__WRITTEN EXERCISE 1__
List every word that the letters of EMPOWER stand for, according to the EMPOWER passage.
__WRITTEN EXERCISE 2__
In the EMPOWER passage, what program fee do students pay each semester on top of regular tuition and fees?
__WRITTEN EXERCISE 3__
Write the next part of the EMPOWER passage, picking up after its final sentence.

__EXTRACT PROVIDED__
────────────────────

When Lange's parents heard about the new program that offers a four-year, non-degree college experience program for students with intellectual disabilities, they jumped at the chance for their son. EMPOWER stands for Educate, Motivate, Prepare, Opportunity, Workplace Readiness, Employment and Responsibility.
"My friend's mom sent an email to my mom after she found out about the program on a Friday," Lange said. "My dad was on the phone Monday with Dr. Tom Smith."
Smith, a University professor of special education and former dean of the College of Education and Health Professions, led the establishment of the program. He was involved in a similar program in Alabama in the 1980s and co-wrote several textbooks about teaching students with special needs in inclusive settings.
"It's time we provided an opportunity for this group of students to enjoy a college experience while improving their academic, independent living, and employment skills," Smith said about EMPOWER. "The university community has been extremely supportive of this program; it will soon become a major strength of our campus and community."
Ashley Bradley was hired in the spring to direct the day-to-day operations. She holds a master's degree in rehabilitation counseling and a bachelor's degree in communication disorders. She formerly worked for Arkansas Support Network in Springdale since 2010.
The EMPOWER program incorporates functional academics, independent living, employment, social and leisure skills, and health and wellness skills in a public university setting with the goal of producing self-sufficient young adults. Students must demonstrate the ability to safely live independently, sustain employment and socially integrate during their enrollment. The program progresses with an emphasis on workplace experience, community integration and independent living with transitionally reduced support. Programs similar to EMPOWER are in numerous universities across the country and are growing rapidly, Smith said.
EMPOWER students pay the same tuition and fees paid by all undergraduate students at the U of A, including out-of-state tuition and fees when applicable. In addition, they pay a $5,000 per semester program fee that funds the extra support they receive.
"Other students on campus serve as mentors for the EMPOWER students during breaks, lunch and sometimes during class," Bradley said. Students interested in being mentors can contact her for more information at firstname.lastname@example.org.

────────────────────

__ROWS__

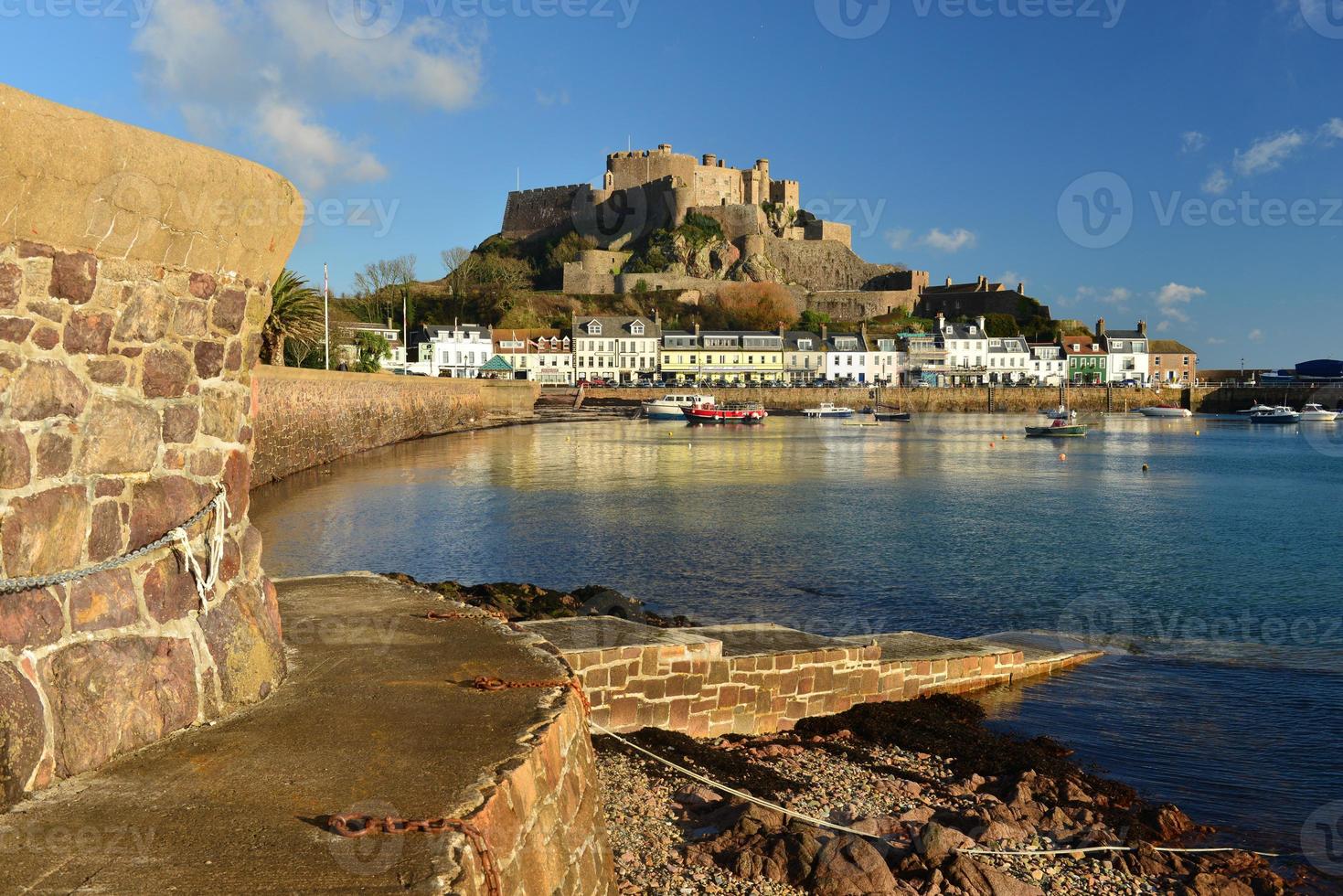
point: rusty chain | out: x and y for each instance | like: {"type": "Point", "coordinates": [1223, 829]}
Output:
{"type": "Point", "coordinates": [486, 683]}
{"type": "Point", "coordinates": [460, 614]}
{"type": "Point", "coordinates": [354, 827]}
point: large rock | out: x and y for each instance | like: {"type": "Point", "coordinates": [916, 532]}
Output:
{"type": "Point", "coordinates": [121, 437]}
{"type": "Point", "coordinates": [46, 389]}
{"type": "Point", "coordinates": [45, 532]}
{"type": "Point", "coordinates": [243, 637]}
{"type": "Point", "coordinates": [978, 879]}
{"type": "Point", "coordinates": [22, 733]}
{"type": "Point", "coordinates": [849, 865]}
{"type": "Point", "coordinates": [113, 696]}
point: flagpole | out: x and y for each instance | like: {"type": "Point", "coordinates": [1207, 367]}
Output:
{"type": "Point", "coordinates": [326, 316]}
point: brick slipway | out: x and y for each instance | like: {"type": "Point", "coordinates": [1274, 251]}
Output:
{"type": "Point", "coordinates": [378, 715]}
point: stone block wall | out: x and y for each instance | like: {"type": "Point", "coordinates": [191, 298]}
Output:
{"type": "Point", "coordinates": [544, 821]}
{"type": "Point", "coordinates": [696, 689]}
{"type": "Point", "coordinates": [308, 418]}
{"type": "Point", "coordinates": [132, 297]}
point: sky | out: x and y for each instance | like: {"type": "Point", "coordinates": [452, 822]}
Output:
{"type": "Point", "coordinates": [1178, 162]}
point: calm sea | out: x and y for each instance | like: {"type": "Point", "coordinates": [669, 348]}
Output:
{"type": "Point", "coordinates": [1216, 577]}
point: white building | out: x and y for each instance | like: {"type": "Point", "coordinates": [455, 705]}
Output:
{"type": "Point", "coordinates": [1048, 364]}
{"type": "Point", "coordinates": [455, 351]}
{"type": "Point", "coordinates": [847, 357]}
{"type": "Point", "coordinates": [619, 348]}
{"type": "Point", "coordinates": [1127, 352]}
{"type": "Point", "coordinates": [885, 361]}
{"type": "Point", "coordinates": [1008, 359]}
{"type": "Point", "coordinates": [967, 351]}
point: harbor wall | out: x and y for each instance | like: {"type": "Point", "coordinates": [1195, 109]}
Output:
{"type": "Point", "coordinates": [134, 280]}
{"type": "Point", "coordinates": [698, 690]}
{"type": "Point", "coordinates": [308, 418]}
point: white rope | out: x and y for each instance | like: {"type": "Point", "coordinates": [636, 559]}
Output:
{"type": "Point", "coordinates": [215, 543]}
{"type": "Point", "coordinates": [766, 804]}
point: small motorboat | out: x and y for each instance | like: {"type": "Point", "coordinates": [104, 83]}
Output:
{"type": "Point", "coordinates": [738, 412]}
{"type": "Point", "coordinates": [1316, 414]}
{"type": "Point", "coordinates": [1057, 430]}
{"type": "Point", "coordinates": [1279, 415]}
{"type": "Point", "coordinates": [669, 406]}
{"type": "Point", "coordinates": [827, 410]}
{"type": "Point", "coordinates": [1167, 411]}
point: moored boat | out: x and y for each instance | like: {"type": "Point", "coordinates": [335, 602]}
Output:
{"type": "Point", "coordinates": [733, 412]}
{"type": "Point", "coordinates": [1166, 411]}
{"type": "Point", "coordinates": [1279, 415]}
{"type": "Point", "coordinates": [1316, 414]}
{"type": "Point", "coordinates": [669, 406]}
{"type": "Point", "coordinates": [1059, 430]}
{"type": "Point", "coordinates": [827, 410]}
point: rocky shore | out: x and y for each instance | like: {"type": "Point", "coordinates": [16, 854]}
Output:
{"type": "Point", "coordinates": [924, 781]}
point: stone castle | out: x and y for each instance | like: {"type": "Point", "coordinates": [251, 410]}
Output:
{"type": "Point", "coordinates": [764, 235]}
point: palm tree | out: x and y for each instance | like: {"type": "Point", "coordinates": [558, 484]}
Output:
{"type": "Point", "coordinates": [295, 312]}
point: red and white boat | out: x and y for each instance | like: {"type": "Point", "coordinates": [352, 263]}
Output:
{"type": "Point", "coordinates": [738, 412]}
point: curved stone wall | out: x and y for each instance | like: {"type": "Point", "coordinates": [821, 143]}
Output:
{"type": "Point", "coordinates": [134, 277]}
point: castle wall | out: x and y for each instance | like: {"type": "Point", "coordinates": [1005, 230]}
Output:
{"type": "Point", "coordinates": [134, 280]}
{"type": "Point", "coordinates": [532, 211]}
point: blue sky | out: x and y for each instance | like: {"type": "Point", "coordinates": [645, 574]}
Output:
{"type": "Point", "coordinates": [965, 137]}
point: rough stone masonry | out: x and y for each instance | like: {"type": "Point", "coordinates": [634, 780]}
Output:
{"type": "Point", "coordinates": [134, 278]}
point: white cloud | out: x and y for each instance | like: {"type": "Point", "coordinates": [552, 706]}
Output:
{"type": "Point", "coordinates": [1173, 300]}
{"type": "Point", "coordinates": [899, 238]}
{"type": "Point", "coordinates": [1191, 142]}
{"type": "Point", "coordinates": [953, 242]}
{"type": "Point", "coordinates": [1219, 182]}
{"type": "Point", "coordinates": [549, 100]}
{"type": "Point", "coordinates": [260, 73]}
{"type": "Point", "coordinates": [1268, 154]}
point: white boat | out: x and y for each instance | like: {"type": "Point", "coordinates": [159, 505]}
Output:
{"type": "Point", "coordinates": [1166, 411]}
{"type": "Point", "coordinates": [829, 409]}
{"type": "Point", "coordinates": [1316, 414]}
{"type": "Point", "coordinates": [669, 406]}
{"type": "Point", "coordinates": [1279, 415]}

────────────────────

__ANSWER 1__
Educate, Motivate, Prepare, Opportunity, Workplace Readiness, Employment, Responsibility

__ANSWER 2__
$5,000 per semester.

__ANSWER 3__
Mary Borman, another EMPOWER student, grew up in Fayetteville, the youngest of five children, including sisters who attended the U of A. She is interested in working in nursing or computer science.
"I want to have a career and one way is to go to college classes," she said.
Borman said she likes her University Perspectives class, a freshman-level college transition course, in particular learning about the history of the university. She received a privately funded Warriors for Walt scholarship from Ruby's Rainbow, an organization that provides scholarships for adults with Down syndrome to attend post-secondary education, enrichment or vocational classes. To find out how to give to U of A programs such as EMPOWER, visit the online giving website.
Grant Alley of Little Rock is the third student enrolled in the first semester of EMPOWER. He heard the program could open opportunities for him. He would like to someday work in either the field of sports or of history. He's traveled to several cities in the United States and been to Mexico. He took a year off after high school before starting the EMPOWER program.
"I enjoy working on assignments, and I like taking breaks in the (Arkansas) Union," Alley said.
The Union is a hub for student activities and has stores, offices and various services.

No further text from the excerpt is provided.